* _SHORT PROBLEM_: Please find every line below that contains the word "pile" and copy each of those lines out in full.

* _DATA LISTING_:
########

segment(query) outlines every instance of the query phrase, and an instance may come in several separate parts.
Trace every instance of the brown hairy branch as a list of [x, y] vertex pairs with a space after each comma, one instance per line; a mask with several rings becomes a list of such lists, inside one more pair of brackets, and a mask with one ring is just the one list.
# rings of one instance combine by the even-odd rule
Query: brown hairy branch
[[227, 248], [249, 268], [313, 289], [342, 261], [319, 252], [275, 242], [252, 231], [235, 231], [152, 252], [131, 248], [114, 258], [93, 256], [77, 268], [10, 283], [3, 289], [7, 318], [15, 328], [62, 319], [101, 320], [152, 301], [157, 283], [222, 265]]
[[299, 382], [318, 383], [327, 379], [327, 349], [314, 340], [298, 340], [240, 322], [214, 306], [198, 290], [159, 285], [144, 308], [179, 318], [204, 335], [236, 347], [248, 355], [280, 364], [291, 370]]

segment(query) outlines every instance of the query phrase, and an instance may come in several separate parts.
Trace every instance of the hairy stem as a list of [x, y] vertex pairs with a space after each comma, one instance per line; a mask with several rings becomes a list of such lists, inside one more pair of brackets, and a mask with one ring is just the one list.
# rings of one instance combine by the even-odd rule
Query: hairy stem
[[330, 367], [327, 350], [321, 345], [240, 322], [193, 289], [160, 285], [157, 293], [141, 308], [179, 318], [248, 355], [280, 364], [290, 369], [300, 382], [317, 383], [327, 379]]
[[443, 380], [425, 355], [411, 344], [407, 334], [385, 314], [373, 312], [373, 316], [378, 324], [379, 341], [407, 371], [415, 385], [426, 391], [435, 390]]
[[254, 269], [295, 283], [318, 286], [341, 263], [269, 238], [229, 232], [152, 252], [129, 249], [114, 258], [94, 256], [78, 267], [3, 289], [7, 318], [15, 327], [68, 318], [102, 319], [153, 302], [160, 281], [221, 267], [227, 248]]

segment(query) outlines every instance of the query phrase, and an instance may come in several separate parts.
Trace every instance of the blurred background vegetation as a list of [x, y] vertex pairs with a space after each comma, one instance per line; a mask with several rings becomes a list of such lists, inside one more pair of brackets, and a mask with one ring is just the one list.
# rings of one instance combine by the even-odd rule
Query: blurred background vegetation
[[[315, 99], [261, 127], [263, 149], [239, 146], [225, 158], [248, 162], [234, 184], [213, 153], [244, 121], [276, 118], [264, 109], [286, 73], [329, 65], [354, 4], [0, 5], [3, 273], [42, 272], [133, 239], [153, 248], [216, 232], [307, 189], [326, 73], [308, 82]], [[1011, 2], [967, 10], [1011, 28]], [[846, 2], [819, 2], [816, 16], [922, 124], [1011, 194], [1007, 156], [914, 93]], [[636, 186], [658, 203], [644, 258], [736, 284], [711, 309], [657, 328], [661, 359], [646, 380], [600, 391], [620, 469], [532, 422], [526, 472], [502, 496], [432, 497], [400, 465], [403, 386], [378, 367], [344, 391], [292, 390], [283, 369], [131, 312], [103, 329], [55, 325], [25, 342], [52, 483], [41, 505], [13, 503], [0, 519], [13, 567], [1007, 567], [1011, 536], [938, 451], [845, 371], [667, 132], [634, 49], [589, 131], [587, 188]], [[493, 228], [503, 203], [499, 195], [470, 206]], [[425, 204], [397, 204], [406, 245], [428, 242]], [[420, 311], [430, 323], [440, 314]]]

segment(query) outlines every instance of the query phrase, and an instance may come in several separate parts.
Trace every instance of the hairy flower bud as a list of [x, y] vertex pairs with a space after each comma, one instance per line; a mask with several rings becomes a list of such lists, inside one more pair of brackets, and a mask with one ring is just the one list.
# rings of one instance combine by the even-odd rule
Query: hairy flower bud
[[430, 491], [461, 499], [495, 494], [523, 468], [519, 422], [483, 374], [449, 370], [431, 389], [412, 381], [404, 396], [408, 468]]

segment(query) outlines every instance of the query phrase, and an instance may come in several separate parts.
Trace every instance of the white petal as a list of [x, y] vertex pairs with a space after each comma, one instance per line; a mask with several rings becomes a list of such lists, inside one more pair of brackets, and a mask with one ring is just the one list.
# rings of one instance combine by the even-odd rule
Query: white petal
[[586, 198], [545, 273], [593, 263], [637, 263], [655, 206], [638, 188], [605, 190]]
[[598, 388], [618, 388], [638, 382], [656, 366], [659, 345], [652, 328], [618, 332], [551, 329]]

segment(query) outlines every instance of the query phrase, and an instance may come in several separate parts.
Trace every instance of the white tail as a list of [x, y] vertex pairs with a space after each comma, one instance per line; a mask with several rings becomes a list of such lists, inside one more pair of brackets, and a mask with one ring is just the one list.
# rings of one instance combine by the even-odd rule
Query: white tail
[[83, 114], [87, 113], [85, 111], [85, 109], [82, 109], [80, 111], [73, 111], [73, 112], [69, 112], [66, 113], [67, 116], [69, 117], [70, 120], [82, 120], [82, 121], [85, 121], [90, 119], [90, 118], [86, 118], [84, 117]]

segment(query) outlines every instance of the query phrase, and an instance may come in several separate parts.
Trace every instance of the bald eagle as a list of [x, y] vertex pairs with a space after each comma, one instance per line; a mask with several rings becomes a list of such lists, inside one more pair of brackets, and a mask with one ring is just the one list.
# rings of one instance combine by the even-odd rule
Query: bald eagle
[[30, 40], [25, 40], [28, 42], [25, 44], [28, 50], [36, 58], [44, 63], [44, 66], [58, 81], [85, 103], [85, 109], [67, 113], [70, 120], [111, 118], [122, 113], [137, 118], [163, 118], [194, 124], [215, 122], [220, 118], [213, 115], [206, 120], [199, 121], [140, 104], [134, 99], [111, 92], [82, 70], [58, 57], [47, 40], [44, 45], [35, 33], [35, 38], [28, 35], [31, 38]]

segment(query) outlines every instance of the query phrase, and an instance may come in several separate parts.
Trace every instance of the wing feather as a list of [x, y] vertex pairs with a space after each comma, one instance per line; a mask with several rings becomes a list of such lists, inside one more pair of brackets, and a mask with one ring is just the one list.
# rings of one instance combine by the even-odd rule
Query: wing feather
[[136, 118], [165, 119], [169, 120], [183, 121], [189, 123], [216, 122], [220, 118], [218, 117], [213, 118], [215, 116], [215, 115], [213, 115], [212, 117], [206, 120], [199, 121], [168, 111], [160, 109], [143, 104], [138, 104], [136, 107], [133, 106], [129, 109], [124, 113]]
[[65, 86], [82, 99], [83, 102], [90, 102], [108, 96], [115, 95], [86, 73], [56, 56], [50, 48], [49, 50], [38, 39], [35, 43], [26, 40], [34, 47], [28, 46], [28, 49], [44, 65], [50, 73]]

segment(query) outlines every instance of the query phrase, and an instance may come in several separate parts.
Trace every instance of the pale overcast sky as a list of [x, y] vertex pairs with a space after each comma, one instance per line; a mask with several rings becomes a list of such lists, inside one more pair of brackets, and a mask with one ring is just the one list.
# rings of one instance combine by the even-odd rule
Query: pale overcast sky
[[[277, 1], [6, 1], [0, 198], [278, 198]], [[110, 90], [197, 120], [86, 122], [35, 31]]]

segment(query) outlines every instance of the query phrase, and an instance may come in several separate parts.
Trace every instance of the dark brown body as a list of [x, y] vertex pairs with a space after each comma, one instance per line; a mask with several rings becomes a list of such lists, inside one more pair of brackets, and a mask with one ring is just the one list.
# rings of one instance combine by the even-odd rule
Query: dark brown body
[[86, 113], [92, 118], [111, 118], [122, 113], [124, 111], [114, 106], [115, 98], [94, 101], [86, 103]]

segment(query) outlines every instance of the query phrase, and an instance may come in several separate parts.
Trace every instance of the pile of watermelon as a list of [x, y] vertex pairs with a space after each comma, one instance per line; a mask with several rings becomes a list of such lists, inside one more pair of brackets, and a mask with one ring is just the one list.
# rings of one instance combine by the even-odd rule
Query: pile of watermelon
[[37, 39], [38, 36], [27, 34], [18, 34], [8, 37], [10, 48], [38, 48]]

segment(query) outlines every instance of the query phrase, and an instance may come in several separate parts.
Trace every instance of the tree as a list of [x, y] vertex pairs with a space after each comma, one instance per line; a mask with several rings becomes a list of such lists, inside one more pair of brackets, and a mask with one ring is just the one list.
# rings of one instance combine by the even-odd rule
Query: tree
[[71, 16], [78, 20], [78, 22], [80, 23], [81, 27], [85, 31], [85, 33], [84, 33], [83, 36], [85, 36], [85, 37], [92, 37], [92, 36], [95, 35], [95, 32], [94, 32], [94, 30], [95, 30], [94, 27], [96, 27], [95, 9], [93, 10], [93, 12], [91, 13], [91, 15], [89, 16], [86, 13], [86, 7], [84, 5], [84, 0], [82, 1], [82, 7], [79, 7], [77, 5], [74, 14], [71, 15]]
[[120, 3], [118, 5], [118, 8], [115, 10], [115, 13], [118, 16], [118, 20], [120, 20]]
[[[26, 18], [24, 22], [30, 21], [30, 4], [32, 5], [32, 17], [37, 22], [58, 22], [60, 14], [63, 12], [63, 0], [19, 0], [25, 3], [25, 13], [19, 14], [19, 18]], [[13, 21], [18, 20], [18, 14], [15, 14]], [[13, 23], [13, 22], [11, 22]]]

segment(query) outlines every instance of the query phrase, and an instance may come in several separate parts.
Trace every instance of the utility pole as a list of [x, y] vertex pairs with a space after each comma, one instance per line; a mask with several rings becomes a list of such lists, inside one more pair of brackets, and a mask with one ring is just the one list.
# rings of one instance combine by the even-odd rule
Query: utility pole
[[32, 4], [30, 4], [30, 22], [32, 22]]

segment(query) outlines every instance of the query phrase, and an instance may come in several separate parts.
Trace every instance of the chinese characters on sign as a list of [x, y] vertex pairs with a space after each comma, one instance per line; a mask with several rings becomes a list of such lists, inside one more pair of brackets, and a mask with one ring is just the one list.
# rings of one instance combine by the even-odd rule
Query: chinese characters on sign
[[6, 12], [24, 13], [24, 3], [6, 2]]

########

* _SOLUTION_:
Trace every instance of the pile of watermelon as a list of [x, y] vertex pairs with a space after each comma, one instance per line; a mask with several rings becomes a list of such lists, inside one more pair of brackets, and a mask with one ring is just the one list.
Query: pile of watermelon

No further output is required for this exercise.